WHAT THIS TASK INVOLVES —
Copy out the records word for word, starting at the line with "My team needs the bounding box of the white" and ending with the line with "[160,104,204,117]", both lines included. Leave out every other line.

TASK INPUT —
- - - - - - -

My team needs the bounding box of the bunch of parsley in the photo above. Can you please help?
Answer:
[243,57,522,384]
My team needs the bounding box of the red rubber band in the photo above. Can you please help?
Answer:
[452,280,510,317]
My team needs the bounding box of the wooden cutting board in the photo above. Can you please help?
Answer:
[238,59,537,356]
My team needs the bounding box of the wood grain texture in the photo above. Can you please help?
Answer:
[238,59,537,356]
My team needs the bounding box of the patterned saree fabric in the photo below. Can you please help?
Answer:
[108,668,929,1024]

- - - - - - -

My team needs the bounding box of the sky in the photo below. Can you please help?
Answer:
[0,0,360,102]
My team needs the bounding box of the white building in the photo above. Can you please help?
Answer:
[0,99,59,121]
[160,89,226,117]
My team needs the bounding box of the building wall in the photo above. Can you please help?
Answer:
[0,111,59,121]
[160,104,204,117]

- - - - - - -

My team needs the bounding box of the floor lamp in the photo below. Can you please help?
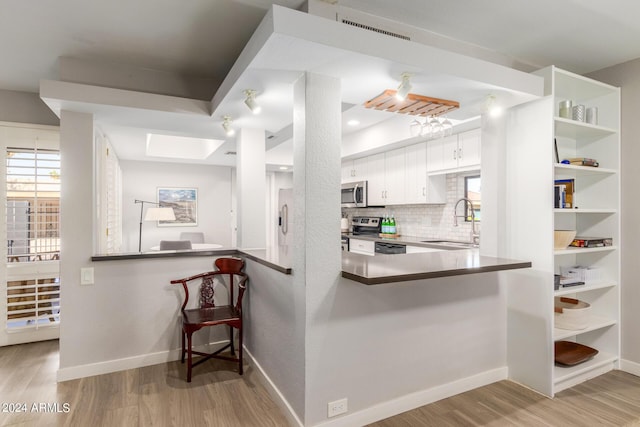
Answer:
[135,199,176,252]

- - - - - - -

PROBLEM SOLUTION —
My team needs the bounding box of the white building in the photo above. Can you please help?
Answer:
[0,99,59,121]
[160,89,226,117]
My team needs the bounding box of the building wall in the photo above. Can you please help?
Answer:
[0,111,59,121]
[160,104,204,117]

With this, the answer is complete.